Brief: Return the data below in full and exactly, except that the pictures are dropped.

Data supplied:

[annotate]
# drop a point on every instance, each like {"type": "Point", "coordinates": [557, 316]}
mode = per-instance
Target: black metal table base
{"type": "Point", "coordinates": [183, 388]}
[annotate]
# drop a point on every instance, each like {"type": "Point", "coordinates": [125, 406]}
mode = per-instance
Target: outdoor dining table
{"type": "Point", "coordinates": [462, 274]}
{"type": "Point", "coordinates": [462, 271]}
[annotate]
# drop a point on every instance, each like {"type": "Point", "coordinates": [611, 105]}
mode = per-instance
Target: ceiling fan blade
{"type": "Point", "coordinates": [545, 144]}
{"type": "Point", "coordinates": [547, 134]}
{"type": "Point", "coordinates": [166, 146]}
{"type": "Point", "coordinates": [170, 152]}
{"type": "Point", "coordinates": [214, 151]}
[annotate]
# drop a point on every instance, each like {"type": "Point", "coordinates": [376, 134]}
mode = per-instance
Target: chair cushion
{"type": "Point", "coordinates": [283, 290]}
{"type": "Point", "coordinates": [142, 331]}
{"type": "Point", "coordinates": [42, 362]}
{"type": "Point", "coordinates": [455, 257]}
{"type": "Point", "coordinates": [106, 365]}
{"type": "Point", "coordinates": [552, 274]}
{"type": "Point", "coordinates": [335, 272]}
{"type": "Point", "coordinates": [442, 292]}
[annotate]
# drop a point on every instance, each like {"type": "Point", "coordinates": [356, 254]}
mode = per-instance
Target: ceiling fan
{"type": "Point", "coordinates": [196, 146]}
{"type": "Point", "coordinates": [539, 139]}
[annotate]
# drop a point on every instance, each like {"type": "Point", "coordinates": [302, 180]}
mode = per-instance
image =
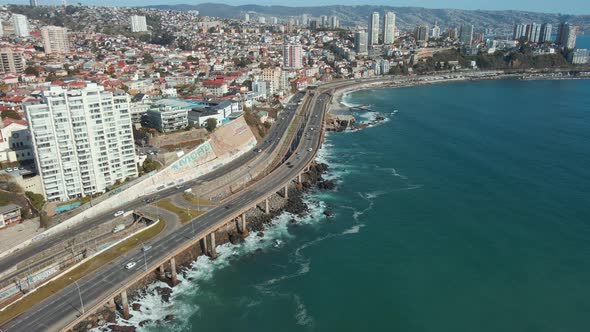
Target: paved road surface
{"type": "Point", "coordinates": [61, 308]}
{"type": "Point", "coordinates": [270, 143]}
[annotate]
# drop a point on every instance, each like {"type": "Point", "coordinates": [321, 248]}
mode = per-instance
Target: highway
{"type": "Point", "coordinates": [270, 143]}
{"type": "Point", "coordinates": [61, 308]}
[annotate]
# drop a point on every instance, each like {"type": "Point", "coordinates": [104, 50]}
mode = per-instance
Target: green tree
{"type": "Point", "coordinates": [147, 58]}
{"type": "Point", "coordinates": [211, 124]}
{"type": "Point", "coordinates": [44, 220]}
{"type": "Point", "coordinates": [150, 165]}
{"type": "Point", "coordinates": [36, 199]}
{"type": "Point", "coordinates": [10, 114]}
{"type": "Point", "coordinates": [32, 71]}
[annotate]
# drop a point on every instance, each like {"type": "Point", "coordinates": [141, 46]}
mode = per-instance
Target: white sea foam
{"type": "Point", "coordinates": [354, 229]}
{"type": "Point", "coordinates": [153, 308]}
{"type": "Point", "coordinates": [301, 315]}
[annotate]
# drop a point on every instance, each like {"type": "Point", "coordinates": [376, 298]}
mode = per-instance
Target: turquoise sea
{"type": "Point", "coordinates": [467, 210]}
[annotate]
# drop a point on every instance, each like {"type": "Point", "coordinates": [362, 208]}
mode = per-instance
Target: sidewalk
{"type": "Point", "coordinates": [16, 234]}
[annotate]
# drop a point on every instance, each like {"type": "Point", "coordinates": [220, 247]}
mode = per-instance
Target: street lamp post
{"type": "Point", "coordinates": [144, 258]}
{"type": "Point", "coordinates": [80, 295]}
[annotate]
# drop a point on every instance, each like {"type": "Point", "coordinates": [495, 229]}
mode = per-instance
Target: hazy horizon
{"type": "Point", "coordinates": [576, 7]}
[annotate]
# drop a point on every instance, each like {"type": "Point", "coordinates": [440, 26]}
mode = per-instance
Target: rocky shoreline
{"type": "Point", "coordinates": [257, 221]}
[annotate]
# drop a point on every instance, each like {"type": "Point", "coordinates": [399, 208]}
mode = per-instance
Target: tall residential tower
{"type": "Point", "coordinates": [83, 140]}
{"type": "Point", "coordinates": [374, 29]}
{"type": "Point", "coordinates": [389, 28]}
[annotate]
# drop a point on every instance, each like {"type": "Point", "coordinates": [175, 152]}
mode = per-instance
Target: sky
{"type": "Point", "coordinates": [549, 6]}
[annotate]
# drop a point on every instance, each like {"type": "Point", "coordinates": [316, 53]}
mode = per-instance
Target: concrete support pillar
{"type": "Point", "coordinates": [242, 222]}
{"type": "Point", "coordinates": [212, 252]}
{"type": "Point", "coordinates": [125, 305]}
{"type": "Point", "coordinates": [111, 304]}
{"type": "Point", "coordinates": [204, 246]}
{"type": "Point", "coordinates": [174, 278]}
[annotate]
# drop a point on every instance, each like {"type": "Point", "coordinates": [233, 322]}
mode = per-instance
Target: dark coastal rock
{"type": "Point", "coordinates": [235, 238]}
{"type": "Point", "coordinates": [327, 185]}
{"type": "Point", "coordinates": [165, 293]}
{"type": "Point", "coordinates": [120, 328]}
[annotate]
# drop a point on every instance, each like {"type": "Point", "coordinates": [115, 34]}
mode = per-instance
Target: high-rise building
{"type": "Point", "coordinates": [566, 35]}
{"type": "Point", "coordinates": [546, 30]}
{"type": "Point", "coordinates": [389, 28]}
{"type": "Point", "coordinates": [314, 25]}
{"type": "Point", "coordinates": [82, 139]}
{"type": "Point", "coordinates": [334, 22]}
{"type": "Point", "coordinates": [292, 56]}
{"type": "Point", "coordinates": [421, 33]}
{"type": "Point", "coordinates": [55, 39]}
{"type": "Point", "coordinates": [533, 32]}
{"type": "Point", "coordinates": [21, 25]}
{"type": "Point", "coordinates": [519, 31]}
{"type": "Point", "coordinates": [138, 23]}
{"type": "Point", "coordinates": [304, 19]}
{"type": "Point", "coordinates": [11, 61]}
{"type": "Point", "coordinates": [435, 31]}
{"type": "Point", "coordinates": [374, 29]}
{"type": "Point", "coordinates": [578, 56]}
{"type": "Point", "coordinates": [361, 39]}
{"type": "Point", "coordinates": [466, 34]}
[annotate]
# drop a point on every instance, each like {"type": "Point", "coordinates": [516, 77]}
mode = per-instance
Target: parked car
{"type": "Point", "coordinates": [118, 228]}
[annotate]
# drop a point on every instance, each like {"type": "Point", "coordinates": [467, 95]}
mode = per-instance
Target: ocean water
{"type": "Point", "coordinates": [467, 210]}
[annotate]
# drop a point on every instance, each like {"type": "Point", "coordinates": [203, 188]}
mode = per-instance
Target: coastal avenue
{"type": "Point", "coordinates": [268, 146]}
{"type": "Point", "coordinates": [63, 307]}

Completed task:
[annotate]
# drop a point on every instance, each like {"type": "Point", "coordinates": [557, 316]}
mode = per-instance
Target: black metal table base
{"type": "Point", "coordinates": [183, 388]}
[annotate]
# drop a point on every instance, each like {"type": "Point", "coordinates": [125, 406]}
mode = per-instance
Target: outdoor dining table
{"type": "Point", "coordinates": [462, 274]}
{"type": "Point", "coordinates": [462, 271]}
[annotate]
# drop a point on every instance, each like {"type": "Point", "coordinates": [611, 105]}
mode = per-instance
Target: ceiling fan blade
{"type": "Point", "coordinates": [545, 144]}
{"type": "Point", "coordinates": [547, 134]}
{"type": "Point", "coordinates": [166, 146]}
{"type": "Point", "coordinates": [170, 152]}
{"type": "Point", "coordinates": [214, 151]}
[annotate]
# drop a point on every instance, each like {"type": "Point", "coordinates": [376, 134]}
mode = per-instance
Target: chair cushion
{"type": "Point", "coordinates": [283, 290]}
{"type": "Point", "coordinates": [142, 331]}
{"type": "Point", "coordinates": [42, 362]}
{"type": "Point", "coordinates": [455, 257]}
{"type": "Point", "coordinates": [106, 365]}
{"type": "Point", "coordinates": [552, 274]}
{"type": "Point", "coordinates": [335, 272]}
{"type": "Point", "coordinates": [442, 292]}
[annotate]
# drop a point on every instance, each like {"type": "Point", "coordinates": [356, 254]}
mode = per-instance
Target: ceiling fan
{"type": "Point", "coordinates": [196, 146]}
{"type": "Point", "coordinates": [539, 139]}
[annotate]
# drop a point on every instance, each like {"type": "Point", "coordinates": [302, 180]}
mode = per-instance
image =
Target: paved road surface
{"type": "Point", "coordinates": [61, 308]}
{"type": "Point", "coordinates": [270, 143]}
[annotate]
# drop a point on every instance, each like {"type": "Point", "coordinates": [321, 248]}
mode = per-instance
Target: highway
{"type": "Point", "coordinates": [270, 143]}
{"type": "Point", "coordinates": [61, 308]}
[annotate]
# drop a point on every instance, each like {"type": "Point", "coordinates": [104, 50]}
mode = per-instance
Target: green tree
{"type": "Point", "coordinates": [147, 58]}
{"type": "Point", "coordinates": [211, 124]}
{"type": "Point", "coordinates": [44, 220]}
{"type": "Point", "coordinates": [150, 165]}
{"type": "Point", "coordinates": [36, 199]}
{"type": "Point", "coordinates": [10, 114]}
{"type": "Point", "coordinates": [32, 71]}
[annotate]
# drop a point on every instance, each like {"type": "Point", "coordinates": [141, 46]}
mode = per-instance
Target: white sea foam
{"type": "Point", "coordinates": [354, 229]}
{"type": "Point", "coordinates": [153, 308]}
{"type": "Point", "coordinates": [301, 315]}
[annotate]
# drop a point on every instance, each like {"type": "Point", "coordinates": [376, 298]}
mode = per-instance
Target: turquoise sea
{"type": "Point", "coordinates": [467, 210]}
[annotate]
# drop a point on every instance, each like {"type": "Point", "coordinates": [362, 208]}
mode = per-instance
Target: sidewalk
{"type": "Point", "coordinates": [16, 234]}
[annotate]
# drop a point on every instance, each like {"type": "Point", "coordinates": [220, 247]}
mode = per-instance
Target: street lamp post
{"type": "Point", "coordinates": [144, 258]}
{"type": "Point", "coordinates": [80, 295]}
[annotate]
# drop a point on every instance, each like {"type": "Point", "coordinates": [495, 229]}
mode = per-instance
Target: hazy horizon
{"type": "Point", "coordinates": [576, 7]}
[annotate]
# drop a point on every instance, each like {"type": "Point", "coordinates": [440, 26]}
mode = per-instance
Target: rocky shoreline
{"type": "Point", "coordinates": [257, 221]}
[annotate]
# drop a point on every instance, each like {"type": "Point", "coordinates": [399, 208]}
mode = per-instance
Target: tall residential tower
{"type": "Point", "coordinates": [83, 140]}
{"type": "Point", "coordinates": [374, 29]}
{"type": "Point", "coordinates": [389, 28]}
[annotate]
# drop a point on every instance, each like {"type": "Point", "coordinates": [175, 152]}
mode = per-instance
Target: sky
{"type": "Point", "coordinates": [549, 6]}
[annotate]
# drop a point on every instance, each like {"type": "Point", "coordinates": [316, 53]}
mode = per-instance
Target: concrete support pillar
{"type": "Point", "coordinates": [242, 222]}
{"type": "Point", "coordinates": [212, 252]}
{"type": "Point", "coordinates": [125, 305]}
{"type": "Point", "coordinates": [111, 304]}
{"type": "Point", "coordinates": [204, 246]}
{"type": "Point", "coordinates": [174, 278]}
[annotate]
# drop a point on every instance, each like {"type": "Point", "coordinates": [233, 322]}
mode = per-instance
Target: dark coastal rock
{"type": "Point", "coordinates": [235, 238]}
{"type": "Point", "coordinates": [327, 185]}
{"type": "Point", "coordinates": [165, 293]}
{"type": "Point", "coordinates": [120, 328]}
[annotate]
# drop a point on every instance, each like {"type": "Point", "coordinates": [115, 34]}
mode = per-instance
Target: high-rise building
{"type": "Point", "coordinates": [566, 35]}
{"type": "Point", "coordinates": [546, 30]}
{"type": "Point", "coordinates": [389, 28]}
{"type": "Point", "coordinates": [314, 25]}
{"type": "Point", "coordinates": [82, 139]}
{"type": "Point", "coordinates": [334, 22]}
{"type": "Point", "coordinates": [292, 56]}
{"type": "Point", "coordinates": [421, 33]}
{"type": "Point", "coordinates": [55, 39]}
{"type": "Point", "coordinates": [533, 32]}
{"type": "Point", "coordinates": [21, 25]}
{"type": "Point", "coordinates": [519, 31]}
{"type": "Point", "coordinates": [138, 23]}
{"type": "Point", "coordinates": [304, 19]}
{"type": "Point", "coordinates": [11, 61]}
{"type": "Point", "coordinates": [435, 31]}
{"type": "Point", "coordinates": [374, 29]}
{"type": "Point", "coordinates": [578, 56]}
{"type": "Point", "coordinates": [361, 39]}
{"type": "Point", "coordinates": [466, 34]}
[annotate]
# drop a point on every instance, each like {"type": "Point", "coordinates": [516, 77]}
mode = per-instance
Target: parked car
{"type": "Point", "coordinates": [118, 228]}
[annotate]
# drop a point on every instance, each like {"type": "Point", "coordinates": [467, 95]}
mode = per-instance
Target: ocean water
{"type": "Point", "coordinates": [467, 210]}
[annotate]
# drop a point on every instance, each like {"type": "Point", "coordinates": [203, 188]}
mode = per-instance
Target: coastal avenue
{"type": "Point", "coordinates": [268, 146]}
{"type": "Point", "coordinates": [63, 307]}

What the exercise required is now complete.